Task material:
....
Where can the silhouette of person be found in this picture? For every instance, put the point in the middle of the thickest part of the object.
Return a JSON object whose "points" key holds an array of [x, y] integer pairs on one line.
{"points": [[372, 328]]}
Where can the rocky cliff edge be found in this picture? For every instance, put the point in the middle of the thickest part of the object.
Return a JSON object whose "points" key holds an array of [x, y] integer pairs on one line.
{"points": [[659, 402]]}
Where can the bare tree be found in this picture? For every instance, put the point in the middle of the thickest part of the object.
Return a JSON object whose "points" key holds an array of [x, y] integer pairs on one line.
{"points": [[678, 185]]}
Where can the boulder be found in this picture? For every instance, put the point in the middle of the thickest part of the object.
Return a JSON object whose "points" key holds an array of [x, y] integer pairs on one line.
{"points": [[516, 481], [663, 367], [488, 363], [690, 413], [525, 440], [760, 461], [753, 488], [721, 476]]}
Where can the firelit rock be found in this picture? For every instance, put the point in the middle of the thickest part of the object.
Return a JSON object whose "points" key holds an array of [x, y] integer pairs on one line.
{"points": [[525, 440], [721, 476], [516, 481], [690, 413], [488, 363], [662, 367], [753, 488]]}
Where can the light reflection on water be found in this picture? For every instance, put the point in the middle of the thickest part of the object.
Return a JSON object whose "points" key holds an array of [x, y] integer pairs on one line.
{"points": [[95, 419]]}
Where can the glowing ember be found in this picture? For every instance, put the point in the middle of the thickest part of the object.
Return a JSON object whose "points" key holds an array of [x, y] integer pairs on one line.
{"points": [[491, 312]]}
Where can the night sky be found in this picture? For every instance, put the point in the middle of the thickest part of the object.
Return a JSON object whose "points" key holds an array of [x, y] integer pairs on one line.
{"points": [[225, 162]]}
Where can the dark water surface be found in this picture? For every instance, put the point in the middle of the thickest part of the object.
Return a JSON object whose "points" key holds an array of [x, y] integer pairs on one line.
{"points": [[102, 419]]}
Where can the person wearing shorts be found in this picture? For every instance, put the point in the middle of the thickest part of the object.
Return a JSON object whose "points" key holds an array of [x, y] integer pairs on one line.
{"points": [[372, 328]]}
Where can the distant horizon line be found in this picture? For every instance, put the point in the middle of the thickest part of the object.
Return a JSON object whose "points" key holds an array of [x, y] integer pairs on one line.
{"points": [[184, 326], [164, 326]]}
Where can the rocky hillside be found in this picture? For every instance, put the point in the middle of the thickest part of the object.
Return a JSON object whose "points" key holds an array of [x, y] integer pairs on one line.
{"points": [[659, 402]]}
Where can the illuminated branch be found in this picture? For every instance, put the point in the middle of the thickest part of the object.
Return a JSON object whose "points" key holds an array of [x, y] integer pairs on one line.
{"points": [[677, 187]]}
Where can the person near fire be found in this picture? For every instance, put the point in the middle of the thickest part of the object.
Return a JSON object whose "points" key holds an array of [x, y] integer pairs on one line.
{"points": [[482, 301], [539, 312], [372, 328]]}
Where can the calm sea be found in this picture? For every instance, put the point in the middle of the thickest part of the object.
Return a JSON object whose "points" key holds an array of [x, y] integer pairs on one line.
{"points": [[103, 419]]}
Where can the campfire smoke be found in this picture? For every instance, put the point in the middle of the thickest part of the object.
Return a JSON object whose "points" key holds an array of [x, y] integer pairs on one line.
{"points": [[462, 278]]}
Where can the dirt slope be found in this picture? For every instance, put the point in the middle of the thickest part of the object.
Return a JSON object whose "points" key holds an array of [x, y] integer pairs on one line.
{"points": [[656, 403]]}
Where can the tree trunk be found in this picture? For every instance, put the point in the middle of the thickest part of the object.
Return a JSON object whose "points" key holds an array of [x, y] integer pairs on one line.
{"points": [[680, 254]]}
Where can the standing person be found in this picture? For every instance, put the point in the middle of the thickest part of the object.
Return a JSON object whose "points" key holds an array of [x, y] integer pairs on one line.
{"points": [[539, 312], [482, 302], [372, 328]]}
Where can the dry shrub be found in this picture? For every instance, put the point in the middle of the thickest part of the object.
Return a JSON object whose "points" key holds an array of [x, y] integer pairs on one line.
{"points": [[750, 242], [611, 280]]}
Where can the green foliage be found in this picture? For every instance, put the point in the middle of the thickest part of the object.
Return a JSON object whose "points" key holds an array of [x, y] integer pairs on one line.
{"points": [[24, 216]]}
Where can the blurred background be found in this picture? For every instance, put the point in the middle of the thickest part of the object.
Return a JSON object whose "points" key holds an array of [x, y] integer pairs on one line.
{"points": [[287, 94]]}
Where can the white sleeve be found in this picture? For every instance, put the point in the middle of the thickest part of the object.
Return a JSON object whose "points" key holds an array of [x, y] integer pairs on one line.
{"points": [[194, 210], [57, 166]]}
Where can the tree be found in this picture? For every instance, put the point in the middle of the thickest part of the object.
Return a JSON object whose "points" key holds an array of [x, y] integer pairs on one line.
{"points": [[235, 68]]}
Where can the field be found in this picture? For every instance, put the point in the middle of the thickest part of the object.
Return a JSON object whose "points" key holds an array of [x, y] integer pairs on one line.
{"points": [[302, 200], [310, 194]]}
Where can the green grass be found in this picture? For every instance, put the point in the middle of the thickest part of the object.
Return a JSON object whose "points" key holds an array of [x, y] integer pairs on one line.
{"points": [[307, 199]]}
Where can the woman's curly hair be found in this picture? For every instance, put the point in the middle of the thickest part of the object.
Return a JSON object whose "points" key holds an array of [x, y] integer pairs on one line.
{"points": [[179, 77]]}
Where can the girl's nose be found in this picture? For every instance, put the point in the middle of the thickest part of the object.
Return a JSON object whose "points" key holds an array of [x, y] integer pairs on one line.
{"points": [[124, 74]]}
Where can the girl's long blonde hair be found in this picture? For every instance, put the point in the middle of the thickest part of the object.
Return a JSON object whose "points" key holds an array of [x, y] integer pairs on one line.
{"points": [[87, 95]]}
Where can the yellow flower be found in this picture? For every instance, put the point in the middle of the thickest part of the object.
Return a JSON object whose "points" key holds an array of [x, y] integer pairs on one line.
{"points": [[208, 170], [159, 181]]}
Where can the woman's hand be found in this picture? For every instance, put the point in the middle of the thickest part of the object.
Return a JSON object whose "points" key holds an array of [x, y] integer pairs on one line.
....
Given problem: Copy all of the items above word for word, keeping them in the same order.

Answer in full:
Where can the silhouette of person be found in this picture? For every instance, put the point in the middle of the thickest part of the object.
Return a JSON object whose "points" key holds an array of [x, y] integer pairs on one line.
{"points": [[372, 328]]}
Where can the rocky cliff edge be found in this picture? For every instance, put the point in the middle of the thickest part of the object.
Return a JSON object whose "points" key holds an array of [x, y] integer pairs on one line.
{"points": [[659, 402]]}
Where can the bare tree be found in this picture? For every instance, put the point in the middle of the thickest part of the object.
Return a JSON object whose "points" key holds an array of [x, y] integer pairs on one line.
{"points": [[678, 185]]}
Where can the boulder be found in this picture? For every instance, put the point in the middle of the thickest part of the object.
Return a JSON object whose "points" key holds an array of [x, y] integer pairs on one line.
{"points": [[516, 481], [663, 367], [488, 363], [690, 413], [525, 440], [760, 461], [753, 488], [721, 476]]}
Where can the firelit rock be found in this picture? For every instance, put the point in the middle of the thickest part of the object.
Return a JSON object whose "points" key holds an array of [x, y] integer pairs on one line.
{"points": [[525, 440], [721, 476], [516, 481], [690, 413], [488, 363], [662, 367], [753, 488]]}
Where can the light reflection on water be found in this picture? For every instance, put the point in the middle of the thickest part of the object.
Return a JSON object whose "points" key holds an array of [x, y] integer pairs on one line.
{"points": [[95, 419]]}
Where can the glowing ember be found in this picture? For every instance, put the point in the middle of the thickest part of the object.
Return a JSON object whose "points" key holds an array of [x, y] integer pairs on one line.
{"points": [[491, 312]]}
Where can the night sky be found in this picture? For every instance, put the point in the middle of the thickest part of the object.
Return a JSON object whose "points" key holds an array of [x, y] integer pairs on one line.
{"points": [[225, 162]]}
Where can the dark water surface be found in this picture? For every instance, put the point in the middle of the thickest part of the object.
Return a JSON object whose "points" key holds an array of [x, y] integer pairs on one line.
{"points": [[102, 419]]}
Where can the person wearing shorts be found in this picture? For every instance, put the point in the middle of the thickest part of the object.
Return a JSON object whose "points" key holds an array of [x, y] integer pairs on one line.
{"points": [[372, 328]]}
Where can the distant horizon line be found in this picture? For every instance, put the point in the middle of the thickest part of the object.
Return a JSON object whose "points" key holds an array of [x, y] integer pairs on one line.
{"points": [[184, 326], [164, 326]]}
Where can the rocky hillside be found in this picture? For every instance, put the point in the middle of the thickest part of the object.
Return a JSON object whose "points" key holds an array of [x, y] integer pairs on one line.
{"points": [[659, 402]]}
Where can the illuminated branch be found in this picture? For every instance, put the point in the middle of the thickest part of the object.
Return a JSON object whose "points" key holds an array of [x, y] integer pairs on one line.
{"points": [[677, 187]]}
Where can the person near fire be found in this picture? For every instance, put the point in the middle of the thickest part of the object.
Return a JSON object whose "points" key holds an array of [x, y] integer pairs on one line.
{"points": [[482, 301], [539, 312], [372, 328]]}
Where can the calm sea be found in this picture? For every instance, put the point in the middle of the thickest part of the object.
Return a JSON object whose "points" key holds an array of [x, y] integer pairs on one line.
{"points": [[103, 419]]}
Where can the campfire smoke be found in this picture? For every instance, put the point in the middle of the thickest part of the object.
Return a JSON object whose "points" key holds an array of [x, y] integer pairs on one line.
{"points": [[462, 278]]}
Where can the dirt slope be found in this picture? For every instance, put the point in the middle of the thickest part of the object.
Return a JSON object whose "points" key holds an array of [x, y] integer pairs on one line.
{"points": [[656, 403]]}
Where can the tree trunk be found in this picture? For every instance, put the point in the middle of the thickest part of the object.
Return a JSON object whose "points" key holds an array of [x, y] integer pairs on one line.
{"points": [[680, 254]]}
Where can the standing person be found in this picture? For every instance, put the point in the middle of the thickest part of the object.
Return a JSON object whose "points" key holds an array of [x, y] integer pairs on one line.
{"points": [[539, 312], [482, 302], [372, 328]]}
Where can the dry shrub be found in this picture? For every instance, put the point in the middle of the thickest part of the object.
Return a JSON object whose "points" key holds an array of [x, y] integer pairs on one line.
{"points": [[750, 242], [611, 280]]}
Where can the green foliage be found in this picture? For every instance, put the point in the middle of the thickest part of the object.
Return a JSON object whose "points" key holds an array of [x, y] integer pairs on one line.
{"points": [[24, 216]]}
Where can the blurred background be found in this picture? For every instance, put the point in the middle of the thickest part of the object.
Return a JSON object whose "points" key holds an array of [x, y] integer pairs on one line.
{"points": [[287, 94]]}
Where can the white sleeve be found in this picture? For every instance, put the point in the middle of the thickest part of the object.
Return a JSON object whose "points" key holds an array of [x, y] integer pairs on one line.
{"points": [[194, 210], [57, 166]]}
Where can the tree be found in this picture? For every instance, put the point in the middle of the thickest part of the object.
Return a JSON object whose "points" key holds an array of [x, y] integer pairs on one line.
{"points": [[235, 68]]}
Where can the field be found in this picture? For every instance, put the point in the middle of the thickest part of the object.
Return a JSON object whose "points" key holds an array of [x, y] integer pairs on one line.
{"points": [[302, 200], [310, 194]]}
Where can the green grass be found in this picture? For every instance, put the point in the middle of the thickest part of the object.
Return a JSON object whose "points" key holds an array of [x, y] integer pairs on one line.
{"points": [[307, 199]]}
Where can the woman's curly hair be found in this picture? For every instance, put the point in the middle of the thickest part of the object.
Return a JSON object whose "points" key holds an array of [x, y] integer pairs on one line.
{"points": [[179, 77]]}
Where can the girl's nose be found in this picture? For every instance, put the point in the middle of the thickest part of the object.
Return a JSON object whose "points" key holds an array of [x, y] integer pairs on one line.
{"points": [[124, 74]]}
Where can the girl's long blonde hair be found in this picture? For every instance, put the point in the middle of the thickest part of the object.
Return a JSON object whose "points" key holds an array of [x, y] integer pairs on one line.
{"points": [[87, 95]]}
Where can the yellow flower be found in this picture? For every instance, put the point in the middle of the thickest part of the object.
Return a JSON object whose "points" key holds an array of [x, y] integer pairs on one line.
{"points": [[208, 170], [159, 181]]}
Where can the woman's hand be found in this picture? For every instance, put the point in the middle of the thickest part of the object.
Return a JSON object whose "points" key holds an array of [x, y] integer pairs on one line.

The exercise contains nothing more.